> [Goal of the exercise] Write out the stretch from the line containing "Segment tree. Provide" through the line containing "782,163,1280,508" again, swapping "Segment" for "Outline" and leaving everything else unchanged.

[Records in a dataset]
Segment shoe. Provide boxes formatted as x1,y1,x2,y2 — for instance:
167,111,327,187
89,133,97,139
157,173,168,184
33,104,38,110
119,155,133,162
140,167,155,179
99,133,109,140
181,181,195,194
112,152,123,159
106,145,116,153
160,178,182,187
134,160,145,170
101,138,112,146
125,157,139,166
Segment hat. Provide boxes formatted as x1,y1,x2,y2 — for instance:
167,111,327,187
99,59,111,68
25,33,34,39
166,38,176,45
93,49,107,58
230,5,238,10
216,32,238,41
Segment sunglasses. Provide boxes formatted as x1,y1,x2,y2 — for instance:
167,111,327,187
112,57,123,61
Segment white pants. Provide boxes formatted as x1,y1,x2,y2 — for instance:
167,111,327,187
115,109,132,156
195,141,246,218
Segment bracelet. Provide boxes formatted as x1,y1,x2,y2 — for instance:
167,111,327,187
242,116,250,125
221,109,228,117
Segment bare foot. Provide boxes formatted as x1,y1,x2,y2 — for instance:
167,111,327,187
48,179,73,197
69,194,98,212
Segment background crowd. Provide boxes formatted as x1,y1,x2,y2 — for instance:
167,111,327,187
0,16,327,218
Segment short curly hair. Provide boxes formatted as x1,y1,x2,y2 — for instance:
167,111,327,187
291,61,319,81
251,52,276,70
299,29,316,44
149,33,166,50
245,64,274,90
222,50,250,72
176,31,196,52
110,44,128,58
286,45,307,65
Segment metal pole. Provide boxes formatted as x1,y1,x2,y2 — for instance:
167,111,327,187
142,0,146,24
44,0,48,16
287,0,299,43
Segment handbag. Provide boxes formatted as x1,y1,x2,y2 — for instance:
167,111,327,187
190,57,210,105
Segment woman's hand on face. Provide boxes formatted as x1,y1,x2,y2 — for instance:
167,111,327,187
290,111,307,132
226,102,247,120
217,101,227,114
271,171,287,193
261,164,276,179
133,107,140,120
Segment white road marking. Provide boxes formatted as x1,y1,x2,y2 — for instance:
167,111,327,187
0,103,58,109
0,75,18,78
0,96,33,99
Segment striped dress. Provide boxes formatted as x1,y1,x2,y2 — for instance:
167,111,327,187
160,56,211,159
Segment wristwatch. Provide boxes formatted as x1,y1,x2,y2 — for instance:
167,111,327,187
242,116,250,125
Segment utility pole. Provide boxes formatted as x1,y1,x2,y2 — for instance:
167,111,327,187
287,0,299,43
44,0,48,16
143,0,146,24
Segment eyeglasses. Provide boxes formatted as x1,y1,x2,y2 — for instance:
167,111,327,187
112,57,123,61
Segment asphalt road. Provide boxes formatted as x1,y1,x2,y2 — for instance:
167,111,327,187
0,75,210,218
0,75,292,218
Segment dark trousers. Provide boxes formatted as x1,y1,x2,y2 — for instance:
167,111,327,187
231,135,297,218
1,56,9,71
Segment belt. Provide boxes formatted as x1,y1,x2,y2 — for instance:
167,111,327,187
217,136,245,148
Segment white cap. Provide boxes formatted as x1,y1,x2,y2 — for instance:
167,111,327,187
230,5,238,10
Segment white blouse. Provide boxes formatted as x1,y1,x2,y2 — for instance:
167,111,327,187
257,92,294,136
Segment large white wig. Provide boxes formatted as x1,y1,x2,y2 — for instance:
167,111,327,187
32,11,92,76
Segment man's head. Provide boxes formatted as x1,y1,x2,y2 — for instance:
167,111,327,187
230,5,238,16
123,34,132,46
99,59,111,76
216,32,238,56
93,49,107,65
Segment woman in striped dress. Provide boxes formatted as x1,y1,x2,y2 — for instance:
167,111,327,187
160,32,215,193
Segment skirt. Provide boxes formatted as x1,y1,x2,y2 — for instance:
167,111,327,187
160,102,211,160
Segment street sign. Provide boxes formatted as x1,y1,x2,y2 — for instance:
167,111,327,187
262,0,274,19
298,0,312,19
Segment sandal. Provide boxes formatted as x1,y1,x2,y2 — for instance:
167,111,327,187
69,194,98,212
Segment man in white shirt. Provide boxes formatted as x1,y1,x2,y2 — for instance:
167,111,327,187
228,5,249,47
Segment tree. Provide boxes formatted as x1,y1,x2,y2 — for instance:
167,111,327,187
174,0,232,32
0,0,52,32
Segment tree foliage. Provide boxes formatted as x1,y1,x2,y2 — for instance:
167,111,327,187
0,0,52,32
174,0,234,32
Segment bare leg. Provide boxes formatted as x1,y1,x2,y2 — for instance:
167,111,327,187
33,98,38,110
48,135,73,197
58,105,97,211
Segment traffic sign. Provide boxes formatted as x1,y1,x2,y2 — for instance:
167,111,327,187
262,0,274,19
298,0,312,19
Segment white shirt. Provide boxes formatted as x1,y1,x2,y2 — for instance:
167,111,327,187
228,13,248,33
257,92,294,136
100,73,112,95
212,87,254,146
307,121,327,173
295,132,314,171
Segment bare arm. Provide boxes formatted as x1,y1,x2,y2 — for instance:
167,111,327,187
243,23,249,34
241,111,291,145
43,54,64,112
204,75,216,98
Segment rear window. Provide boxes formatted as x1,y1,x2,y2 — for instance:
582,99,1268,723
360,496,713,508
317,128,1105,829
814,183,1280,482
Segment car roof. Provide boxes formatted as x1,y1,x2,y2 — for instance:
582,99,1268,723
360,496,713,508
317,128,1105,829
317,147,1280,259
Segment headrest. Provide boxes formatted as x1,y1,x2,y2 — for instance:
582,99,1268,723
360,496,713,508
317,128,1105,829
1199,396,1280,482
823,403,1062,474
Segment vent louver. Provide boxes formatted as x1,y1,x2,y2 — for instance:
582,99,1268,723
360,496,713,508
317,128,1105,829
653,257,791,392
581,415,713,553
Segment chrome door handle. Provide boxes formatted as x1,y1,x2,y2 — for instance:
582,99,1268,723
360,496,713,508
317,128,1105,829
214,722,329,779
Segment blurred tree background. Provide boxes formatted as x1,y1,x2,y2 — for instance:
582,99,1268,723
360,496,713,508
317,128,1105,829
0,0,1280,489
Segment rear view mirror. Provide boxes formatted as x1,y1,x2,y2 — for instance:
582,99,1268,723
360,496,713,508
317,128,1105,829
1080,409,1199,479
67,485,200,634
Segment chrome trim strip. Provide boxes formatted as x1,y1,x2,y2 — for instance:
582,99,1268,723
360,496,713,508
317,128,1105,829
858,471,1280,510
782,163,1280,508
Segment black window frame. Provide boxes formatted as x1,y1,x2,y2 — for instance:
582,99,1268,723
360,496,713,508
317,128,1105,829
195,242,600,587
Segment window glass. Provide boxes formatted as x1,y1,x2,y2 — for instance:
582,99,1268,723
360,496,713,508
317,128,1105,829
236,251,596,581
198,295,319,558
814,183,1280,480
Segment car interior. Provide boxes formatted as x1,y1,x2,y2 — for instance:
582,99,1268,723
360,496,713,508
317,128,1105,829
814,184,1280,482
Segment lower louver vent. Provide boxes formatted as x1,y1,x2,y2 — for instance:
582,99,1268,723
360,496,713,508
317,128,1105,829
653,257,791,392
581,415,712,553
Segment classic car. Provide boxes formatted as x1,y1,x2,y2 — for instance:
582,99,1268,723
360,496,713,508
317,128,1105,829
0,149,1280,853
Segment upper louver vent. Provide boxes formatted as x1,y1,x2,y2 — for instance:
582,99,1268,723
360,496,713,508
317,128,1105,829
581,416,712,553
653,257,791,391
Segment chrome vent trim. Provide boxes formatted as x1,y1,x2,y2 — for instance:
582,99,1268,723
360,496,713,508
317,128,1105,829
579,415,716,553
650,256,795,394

> [Worked solution]
Outline tree. Provide boxes formatted as x1,y1,x2,y2 — for instance:
167,111,327,187
174,0,232,32
0,0,52,32
Outline tree foliage. Provide boxes formatted as x1,y1,x2,y2 — for instance:
167,111,327,187
0,0,52,32
174,0,234,32
Outline bare leg. Provide boxes formatted as x1,y1,x2,y2 — for instance:
167,111,327,187
33,98,38,110
48,135,73,197
58,105,97,211
Outline traffic sign. Provide boxes formatted as x1,y1,x2,y2 — for instance:
167,111,327,187
262,0,274,19
298,0,312,19
Outline white shirt. Provide boxes formatted as x1,y1,x2,y2 — for instance:
167,111,327,187
228,13,248,33
257,92,294,136
100,73,112,95
212,87,254,146
307,121,327,173
295,132,314,171
Outline bare arm. Provide boxes formatted as x1,y1,x2,y2 — for instance:
167,111,327,187
243,23,249,34
241,111,291,145
43,54,64,112
204,75,216,98
Outline rear window. Provide boxes formatted as x1,y1,x2,y2 — for instance:
582,99,1268,723
360,496,713,508
317,128,1105,829
814,183,1280,482
Outline car roof. Provide boxes formatted as x1,y1,x2,y2 — for instance:
582,99,1268,723
360,496,713,508
317,128,1105,829
317,147,1280,259
Outline headrest. Provide boxes formatted as x1,y1,x2,y2 — for instance:
582,99,1268,723
360,496,713,508
317,128,1105,829
1199,396,1280,482
823,403,1062,474
Outline vent louver. Provide boxes formatted as x1,y1,x2,y2 — for instance:
582,99,1268,723
360,496,713,508
317,128,1105,829
653,257,791,392
581,415,713,553
Outline chrome door handle. Provide boxes formatted as x1,y1,x2,y2 — for instance:
582,99,1268,723
360,496,713,508
317,128,1105,829
214,722,329,779
Outline blurred tree background. Provide boxes formatted as x1,y1,x2,y2 — for instance:
582,99,1268,723
360,496,713,508
317,128,1105,829
0,0,1280,489
Outline rear view mirror. Provide boxes formatted as x1,y1,x2,y2 — for instance:
582,99,1268,723
360,496,713,508
317,128,1105,829
1080,409,1199,479
67,485,200,634
Outline chrome trim strip. Provide boxes formatted as x1,y1,x2,y2 — for instance:
582,99,1268,723
360,496,713,508
317,128,1105,829
858,471,1280,510
782,163,1280,508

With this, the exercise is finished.